_PROBLEM DETAILS_
Work out how many lines in these entries include the string "below", and give only that figure.

_INPUT MATERIAL_
Start of Block

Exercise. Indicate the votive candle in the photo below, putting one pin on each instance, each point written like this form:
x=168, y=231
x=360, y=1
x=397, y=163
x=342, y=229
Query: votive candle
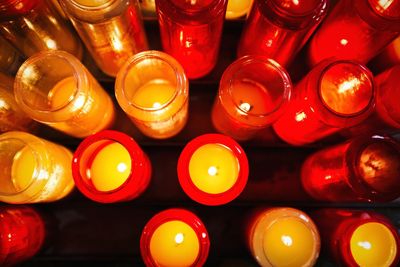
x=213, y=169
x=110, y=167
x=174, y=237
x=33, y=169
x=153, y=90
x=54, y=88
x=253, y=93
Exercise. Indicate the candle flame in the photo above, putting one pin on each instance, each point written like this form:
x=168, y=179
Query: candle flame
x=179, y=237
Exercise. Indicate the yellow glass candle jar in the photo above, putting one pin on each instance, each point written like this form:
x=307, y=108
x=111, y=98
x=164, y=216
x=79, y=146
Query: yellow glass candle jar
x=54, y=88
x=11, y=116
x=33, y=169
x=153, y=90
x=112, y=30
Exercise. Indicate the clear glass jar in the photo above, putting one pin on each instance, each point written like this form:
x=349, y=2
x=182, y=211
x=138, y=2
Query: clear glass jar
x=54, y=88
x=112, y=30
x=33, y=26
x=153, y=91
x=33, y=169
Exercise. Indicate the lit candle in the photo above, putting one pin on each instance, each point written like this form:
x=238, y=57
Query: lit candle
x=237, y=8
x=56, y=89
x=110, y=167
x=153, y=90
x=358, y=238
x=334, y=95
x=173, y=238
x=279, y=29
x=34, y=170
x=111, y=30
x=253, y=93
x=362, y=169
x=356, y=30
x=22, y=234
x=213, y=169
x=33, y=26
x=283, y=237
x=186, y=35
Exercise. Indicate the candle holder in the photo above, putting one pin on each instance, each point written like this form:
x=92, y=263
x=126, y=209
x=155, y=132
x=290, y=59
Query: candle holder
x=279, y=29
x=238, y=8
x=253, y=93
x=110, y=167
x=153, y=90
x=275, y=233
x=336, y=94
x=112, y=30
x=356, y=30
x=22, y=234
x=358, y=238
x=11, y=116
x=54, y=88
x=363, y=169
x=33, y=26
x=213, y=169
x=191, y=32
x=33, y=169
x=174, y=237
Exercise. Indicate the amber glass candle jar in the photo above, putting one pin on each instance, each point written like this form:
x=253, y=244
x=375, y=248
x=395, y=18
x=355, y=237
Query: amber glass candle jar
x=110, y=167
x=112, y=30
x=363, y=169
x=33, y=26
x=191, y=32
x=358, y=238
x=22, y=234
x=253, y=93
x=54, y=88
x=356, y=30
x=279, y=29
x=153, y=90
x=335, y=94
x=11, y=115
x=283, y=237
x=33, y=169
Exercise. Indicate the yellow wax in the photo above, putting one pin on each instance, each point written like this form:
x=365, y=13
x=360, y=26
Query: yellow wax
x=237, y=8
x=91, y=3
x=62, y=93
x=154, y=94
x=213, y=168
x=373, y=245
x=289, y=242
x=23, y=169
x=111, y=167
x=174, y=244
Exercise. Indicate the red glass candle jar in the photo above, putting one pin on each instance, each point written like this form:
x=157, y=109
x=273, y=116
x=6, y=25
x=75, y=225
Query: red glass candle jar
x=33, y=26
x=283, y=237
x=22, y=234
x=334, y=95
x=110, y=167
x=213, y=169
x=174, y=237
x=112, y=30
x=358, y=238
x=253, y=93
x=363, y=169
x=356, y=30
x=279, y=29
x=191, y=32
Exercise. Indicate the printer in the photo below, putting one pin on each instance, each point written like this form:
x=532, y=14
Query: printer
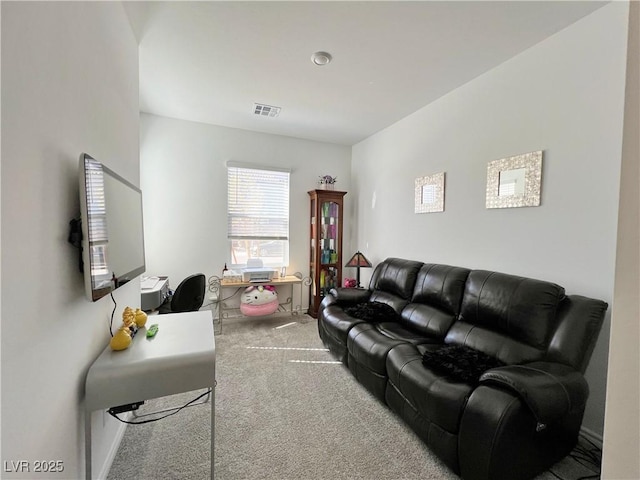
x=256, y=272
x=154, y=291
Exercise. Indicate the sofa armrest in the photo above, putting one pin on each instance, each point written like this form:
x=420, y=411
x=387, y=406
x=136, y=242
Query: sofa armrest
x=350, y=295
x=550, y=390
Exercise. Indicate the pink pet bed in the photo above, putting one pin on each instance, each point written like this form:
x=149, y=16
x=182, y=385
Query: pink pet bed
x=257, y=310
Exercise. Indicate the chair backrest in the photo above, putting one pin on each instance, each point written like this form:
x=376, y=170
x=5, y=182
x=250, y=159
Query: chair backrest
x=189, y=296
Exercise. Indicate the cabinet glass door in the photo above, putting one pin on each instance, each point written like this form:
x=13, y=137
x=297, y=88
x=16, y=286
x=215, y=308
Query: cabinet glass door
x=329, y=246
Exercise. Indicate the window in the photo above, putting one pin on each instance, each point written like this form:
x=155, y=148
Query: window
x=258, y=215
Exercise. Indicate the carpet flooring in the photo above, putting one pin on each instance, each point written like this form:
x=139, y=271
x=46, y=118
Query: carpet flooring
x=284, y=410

End of Block
Start of Block

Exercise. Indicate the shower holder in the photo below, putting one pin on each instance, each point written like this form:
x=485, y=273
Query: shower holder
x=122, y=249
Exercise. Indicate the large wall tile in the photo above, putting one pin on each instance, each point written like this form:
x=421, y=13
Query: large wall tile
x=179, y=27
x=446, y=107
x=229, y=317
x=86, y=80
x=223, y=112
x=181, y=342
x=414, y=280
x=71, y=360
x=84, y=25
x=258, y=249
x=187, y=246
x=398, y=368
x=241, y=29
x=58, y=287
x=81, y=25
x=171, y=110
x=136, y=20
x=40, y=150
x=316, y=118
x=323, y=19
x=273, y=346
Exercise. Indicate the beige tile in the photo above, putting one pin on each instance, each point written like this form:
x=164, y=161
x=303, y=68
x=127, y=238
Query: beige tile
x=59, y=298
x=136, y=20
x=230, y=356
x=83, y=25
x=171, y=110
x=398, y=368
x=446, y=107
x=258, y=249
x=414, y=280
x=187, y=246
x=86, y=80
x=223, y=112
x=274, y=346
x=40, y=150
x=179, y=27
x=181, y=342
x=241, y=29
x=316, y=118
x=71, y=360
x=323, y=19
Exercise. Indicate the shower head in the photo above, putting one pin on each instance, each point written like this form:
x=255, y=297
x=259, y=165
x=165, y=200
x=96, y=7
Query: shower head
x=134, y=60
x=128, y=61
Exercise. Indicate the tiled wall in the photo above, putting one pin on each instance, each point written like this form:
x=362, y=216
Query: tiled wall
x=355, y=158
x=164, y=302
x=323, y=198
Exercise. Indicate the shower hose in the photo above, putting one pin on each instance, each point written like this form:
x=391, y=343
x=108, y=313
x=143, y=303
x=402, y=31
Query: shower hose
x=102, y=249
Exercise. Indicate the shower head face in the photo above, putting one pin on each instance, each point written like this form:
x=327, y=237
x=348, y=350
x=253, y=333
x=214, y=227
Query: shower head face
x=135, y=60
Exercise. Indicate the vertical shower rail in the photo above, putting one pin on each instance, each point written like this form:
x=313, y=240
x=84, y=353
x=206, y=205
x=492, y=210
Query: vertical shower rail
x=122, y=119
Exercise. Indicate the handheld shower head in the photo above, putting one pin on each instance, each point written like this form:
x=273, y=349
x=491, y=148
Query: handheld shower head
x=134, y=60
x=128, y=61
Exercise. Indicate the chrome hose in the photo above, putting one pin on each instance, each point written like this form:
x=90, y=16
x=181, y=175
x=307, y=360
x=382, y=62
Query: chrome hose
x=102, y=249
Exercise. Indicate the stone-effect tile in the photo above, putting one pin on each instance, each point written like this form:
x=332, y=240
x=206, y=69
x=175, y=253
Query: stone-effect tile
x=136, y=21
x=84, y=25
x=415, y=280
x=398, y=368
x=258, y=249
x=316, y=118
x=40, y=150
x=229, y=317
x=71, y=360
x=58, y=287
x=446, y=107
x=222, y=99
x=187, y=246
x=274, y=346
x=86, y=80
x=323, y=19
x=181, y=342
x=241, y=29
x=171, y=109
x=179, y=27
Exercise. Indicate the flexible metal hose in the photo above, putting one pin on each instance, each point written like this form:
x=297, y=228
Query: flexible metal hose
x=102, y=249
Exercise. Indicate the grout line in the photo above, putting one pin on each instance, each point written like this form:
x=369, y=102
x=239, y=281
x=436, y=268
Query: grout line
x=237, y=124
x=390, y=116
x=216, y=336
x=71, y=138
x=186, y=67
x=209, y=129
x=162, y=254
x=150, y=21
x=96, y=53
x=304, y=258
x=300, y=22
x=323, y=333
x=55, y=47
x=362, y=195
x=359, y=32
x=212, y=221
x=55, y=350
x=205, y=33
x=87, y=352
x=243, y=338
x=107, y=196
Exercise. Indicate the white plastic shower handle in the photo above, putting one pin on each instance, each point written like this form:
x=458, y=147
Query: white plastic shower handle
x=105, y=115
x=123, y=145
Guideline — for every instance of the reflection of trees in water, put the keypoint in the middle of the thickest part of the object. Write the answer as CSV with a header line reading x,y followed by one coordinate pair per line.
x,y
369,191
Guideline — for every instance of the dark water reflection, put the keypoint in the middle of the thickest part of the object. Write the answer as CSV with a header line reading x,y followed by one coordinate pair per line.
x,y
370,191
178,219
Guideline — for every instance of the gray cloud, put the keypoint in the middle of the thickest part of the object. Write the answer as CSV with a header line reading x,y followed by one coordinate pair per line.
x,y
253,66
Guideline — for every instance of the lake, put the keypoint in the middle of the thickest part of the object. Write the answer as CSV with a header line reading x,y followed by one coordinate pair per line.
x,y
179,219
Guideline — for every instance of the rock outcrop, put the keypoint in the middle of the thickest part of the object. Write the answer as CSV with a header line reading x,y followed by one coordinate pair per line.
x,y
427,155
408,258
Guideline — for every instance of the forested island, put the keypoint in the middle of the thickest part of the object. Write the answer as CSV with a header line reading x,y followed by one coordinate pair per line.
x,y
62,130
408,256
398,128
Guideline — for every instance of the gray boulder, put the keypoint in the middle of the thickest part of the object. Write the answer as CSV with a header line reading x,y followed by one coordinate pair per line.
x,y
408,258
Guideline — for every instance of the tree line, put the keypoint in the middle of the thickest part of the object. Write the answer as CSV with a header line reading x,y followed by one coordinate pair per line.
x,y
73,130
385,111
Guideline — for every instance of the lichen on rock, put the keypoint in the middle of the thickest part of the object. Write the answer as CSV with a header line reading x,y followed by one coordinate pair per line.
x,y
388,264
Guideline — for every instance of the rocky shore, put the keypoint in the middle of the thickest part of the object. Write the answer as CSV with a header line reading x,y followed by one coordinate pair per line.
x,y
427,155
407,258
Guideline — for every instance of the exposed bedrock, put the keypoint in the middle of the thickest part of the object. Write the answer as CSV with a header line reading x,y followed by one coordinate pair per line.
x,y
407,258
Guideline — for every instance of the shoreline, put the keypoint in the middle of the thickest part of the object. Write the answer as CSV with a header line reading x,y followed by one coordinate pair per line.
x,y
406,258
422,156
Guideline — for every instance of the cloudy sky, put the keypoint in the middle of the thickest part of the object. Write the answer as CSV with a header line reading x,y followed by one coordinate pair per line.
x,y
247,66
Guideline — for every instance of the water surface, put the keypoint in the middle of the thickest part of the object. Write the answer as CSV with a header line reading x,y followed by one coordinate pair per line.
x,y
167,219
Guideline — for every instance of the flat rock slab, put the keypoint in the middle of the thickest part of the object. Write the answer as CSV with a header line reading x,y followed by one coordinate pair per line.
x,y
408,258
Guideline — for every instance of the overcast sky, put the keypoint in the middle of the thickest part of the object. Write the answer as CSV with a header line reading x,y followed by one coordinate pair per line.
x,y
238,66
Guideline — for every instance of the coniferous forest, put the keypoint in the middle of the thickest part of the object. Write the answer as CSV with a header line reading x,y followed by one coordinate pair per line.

End of Block

_WRITTEN SOLUTION_
3